- **Задание 1**
Ответьте по цитируемому тексту на вопросы:
(a) На каком условии Бог прощает грешника?
(b) С чего Иисус начинает свою проповедь?
(c) Какая новозаветная притча приводится как пример?
- **Задание 2**
Как изложить цитируемый текст в двух предложениях?
- **Задание 3**
Согласуются ли с цитируемым текстом следующие утверждения? На каждое ответьте «да» или «нет» и приведите решающие слова текста.
(a) Новый Завет прощает грех.
(b) Многие склонны опускать слова «иди и больше не греши».
(c) Согласно притче, сорняки нужно выкорчевывать сразу.

- **Цитируемый текст**
Но надо иметь в виду, что тут присутствует ощущение глубиной мессианской перспективы, которая выходит за рамки этого мира. Новый Завет, да и Ветхий Завет, если брать его мессианское измерение, не поощряет грех и не прощает его. Грешника Бог прощает, грех – нет. От греха надо избавляться в любом случае. Грешника Бог прощает на том условии, что больше он грешить не будет. Как Иисус прощает ту женщину, взятую в прелюбодеянии, если о Новом Завете говорим: «Иди, я тебя тоже не осуждаю, иди и больше не греши».
Реплика из зала: Это когда ее собирались побить камнями? И когда было сказано: пусть первый камень бросит в тебя безгрешный? Там такая форма?
Там такая форма в отношении тех, кто собирается бросать камни. А в отношении ее самой, когда уже народ расходится, помните, замечательная такая сценка: «Ну, что? Никто тебя не осуждает? Нет. Ну и я не осуждаю. Иди и больше не греши».
Ситуация очень интересная. Но вот это – «иди и больше не греши» - почему то многие склонны опускать. А это условие прощения. Важно понять, что это стало возможным именно в контексте мессианской перспективы, особенно, когда царствие Божие приблизилось. То о чем Иисус говорит, он начинает свою проповедь с того, что царствие Божие приблизилось. Т.е. оно и раньше было, его и раньше видели, а теперь оно рядом, теперь оно прямо входит в наш мир. И теперь ситуация складывается так, что действительно можно отложить суд над грешником до второго пришествия. Не будь этого, работали бы все нормы Ветхого Завета с побиванием камнями и прочими прелестями.
Новозаветная притча о пшенице и сорняках (плевелах) как раз замечательный тому пример. Вообще выкорчевывать сорняки не надо, подождите до конца, когда все прорастет. А это фактически означает – до второго пришествия.
Реплика из зала: сорняки все заглушат.

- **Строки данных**
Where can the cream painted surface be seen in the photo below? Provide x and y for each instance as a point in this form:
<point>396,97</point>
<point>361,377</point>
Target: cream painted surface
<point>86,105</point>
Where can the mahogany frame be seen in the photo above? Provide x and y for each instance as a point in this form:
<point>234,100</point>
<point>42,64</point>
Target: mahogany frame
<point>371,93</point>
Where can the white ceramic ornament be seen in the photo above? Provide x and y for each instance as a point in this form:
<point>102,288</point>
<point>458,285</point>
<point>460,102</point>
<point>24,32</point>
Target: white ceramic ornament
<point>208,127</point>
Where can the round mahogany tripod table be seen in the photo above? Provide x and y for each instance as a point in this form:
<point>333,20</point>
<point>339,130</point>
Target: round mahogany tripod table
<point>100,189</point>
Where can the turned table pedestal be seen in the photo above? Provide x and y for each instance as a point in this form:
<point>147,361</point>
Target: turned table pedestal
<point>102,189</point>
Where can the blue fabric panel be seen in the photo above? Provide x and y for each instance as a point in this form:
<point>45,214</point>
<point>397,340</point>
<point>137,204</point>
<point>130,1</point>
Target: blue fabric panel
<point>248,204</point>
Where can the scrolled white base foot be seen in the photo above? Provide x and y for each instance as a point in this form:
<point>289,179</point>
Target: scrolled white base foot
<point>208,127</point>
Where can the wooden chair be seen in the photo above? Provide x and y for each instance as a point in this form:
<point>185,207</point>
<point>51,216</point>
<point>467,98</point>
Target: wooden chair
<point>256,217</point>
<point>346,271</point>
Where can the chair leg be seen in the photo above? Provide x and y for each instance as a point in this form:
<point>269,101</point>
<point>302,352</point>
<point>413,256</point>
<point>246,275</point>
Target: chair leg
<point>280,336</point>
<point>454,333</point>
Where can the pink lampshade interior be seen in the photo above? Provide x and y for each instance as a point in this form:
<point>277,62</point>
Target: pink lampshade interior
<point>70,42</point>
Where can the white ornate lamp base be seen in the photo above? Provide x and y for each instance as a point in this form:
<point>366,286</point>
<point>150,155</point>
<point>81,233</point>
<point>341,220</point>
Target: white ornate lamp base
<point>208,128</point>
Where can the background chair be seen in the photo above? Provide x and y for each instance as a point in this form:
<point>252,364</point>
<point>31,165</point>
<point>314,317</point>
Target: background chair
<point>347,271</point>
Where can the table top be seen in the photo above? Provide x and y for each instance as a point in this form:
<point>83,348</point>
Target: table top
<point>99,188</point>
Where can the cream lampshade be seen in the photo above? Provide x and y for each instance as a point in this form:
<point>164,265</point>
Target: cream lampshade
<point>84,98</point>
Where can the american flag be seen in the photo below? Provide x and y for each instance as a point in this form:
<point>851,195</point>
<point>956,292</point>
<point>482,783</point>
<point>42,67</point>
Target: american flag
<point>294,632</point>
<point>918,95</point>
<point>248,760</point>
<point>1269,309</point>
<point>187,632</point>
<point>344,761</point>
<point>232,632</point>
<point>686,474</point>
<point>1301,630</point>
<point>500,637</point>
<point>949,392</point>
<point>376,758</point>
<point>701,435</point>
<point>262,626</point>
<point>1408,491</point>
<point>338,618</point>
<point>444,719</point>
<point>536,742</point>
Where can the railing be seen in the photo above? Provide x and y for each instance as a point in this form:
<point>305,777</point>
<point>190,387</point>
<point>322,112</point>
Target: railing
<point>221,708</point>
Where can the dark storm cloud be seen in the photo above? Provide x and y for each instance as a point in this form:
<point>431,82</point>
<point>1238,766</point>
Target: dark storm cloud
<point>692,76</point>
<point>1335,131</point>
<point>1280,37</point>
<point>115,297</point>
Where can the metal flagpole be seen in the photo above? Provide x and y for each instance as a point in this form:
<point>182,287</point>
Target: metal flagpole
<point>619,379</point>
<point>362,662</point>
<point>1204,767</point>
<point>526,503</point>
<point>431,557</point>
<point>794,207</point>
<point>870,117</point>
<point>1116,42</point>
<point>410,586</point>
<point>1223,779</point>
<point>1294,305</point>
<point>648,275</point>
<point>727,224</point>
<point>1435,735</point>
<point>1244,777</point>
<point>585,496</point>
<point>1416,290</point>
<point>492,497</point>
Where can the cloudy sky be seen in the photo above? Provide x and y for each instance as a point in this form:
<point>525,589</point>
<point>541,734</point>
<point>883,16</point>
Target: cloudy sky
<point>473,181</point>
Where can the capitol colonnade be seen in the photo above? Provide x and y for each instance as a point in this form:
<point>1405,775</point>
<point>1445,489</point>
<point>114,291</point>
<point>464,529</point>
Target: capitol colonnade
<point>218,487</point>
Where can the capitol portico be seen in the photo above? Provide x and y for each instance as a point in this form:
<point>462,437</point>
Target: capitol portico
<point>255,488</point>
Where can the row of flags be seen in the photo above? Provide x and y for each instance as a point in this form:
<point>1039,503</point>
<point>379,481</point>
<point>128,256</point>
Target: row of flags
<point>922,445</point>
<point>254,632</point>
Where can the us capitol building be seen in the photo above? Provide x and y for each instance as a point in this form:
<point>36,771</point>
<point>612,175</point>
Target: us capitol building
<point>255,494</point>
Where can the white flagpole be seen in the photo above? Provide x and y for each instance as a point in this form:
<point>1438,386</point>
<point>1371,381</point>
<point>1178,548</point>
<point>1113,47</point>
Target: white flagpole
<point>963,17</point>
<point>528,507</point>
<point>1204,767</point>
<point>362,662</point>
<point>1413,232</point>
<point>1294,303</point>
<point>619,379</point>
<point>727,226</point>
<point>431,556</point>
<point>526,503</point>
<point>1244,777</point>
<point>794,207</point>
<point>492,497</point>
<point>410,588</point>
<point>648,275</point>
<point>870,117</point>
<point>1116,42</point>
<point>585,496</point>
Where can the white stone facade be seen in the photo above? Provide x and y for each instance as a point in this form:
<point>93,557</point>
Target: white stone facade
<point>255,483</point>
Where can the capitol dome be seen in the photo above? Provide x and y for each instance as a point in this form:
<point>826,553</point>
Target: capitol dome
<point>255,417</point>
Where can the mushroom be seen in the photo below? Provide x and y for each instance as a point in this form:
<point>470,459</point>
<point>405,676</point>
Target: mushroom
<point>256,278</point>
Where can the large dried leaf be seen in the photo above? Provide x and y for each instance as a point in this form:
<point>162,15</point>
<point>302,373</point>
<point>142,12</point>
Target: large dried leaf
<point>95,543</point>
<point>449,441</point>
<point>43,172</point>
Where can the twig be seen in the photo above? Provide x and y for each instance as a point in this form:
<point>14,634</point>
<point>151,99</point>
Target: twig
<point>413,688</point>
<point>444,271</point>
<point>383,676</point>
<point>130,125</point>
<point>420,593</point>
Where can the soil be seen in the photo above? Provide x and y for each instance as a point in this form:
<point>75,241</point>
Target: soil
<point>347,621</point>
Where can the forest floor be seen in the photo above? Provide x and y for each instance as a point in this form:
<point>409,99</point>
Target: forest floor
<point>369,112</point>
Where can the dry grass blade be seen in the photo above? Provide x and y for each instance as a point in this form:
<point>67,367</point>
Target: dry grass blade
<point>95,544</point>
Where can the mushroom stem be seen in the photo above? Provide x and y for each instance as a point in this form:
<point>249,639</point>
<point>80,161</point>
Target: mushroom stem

- **Решение 1**
(a) Бог прощает грешника на том условии, что больше он грешить не будет.
(b) С того, что царствие Божие приблизилось.
(c) Притча о пшенице и сорняках (плевелах).

- **Решение 2**
Бог прощает грешника, но не грех, и условие этого прощения выражено словами Иисуса «иди и больше не греши», которые многие склонны опускать. Отложить суд над грешником до второго пришествия стало возможным в контексте мессианской перспективы, когда царствие Божие приблизилось, и примером тому служит притча о пшенице и сорняках.

- **Решение 3**
(a) Нет: «не поощряет грех и не прощает его».
(b) Да: «Но вот это – «иди и больше не греши» - почему то многие склонны опускать».
(c) Нет: «Вообще выкорчевывать сорняки не надо, подождите до конца, когда все прорастет».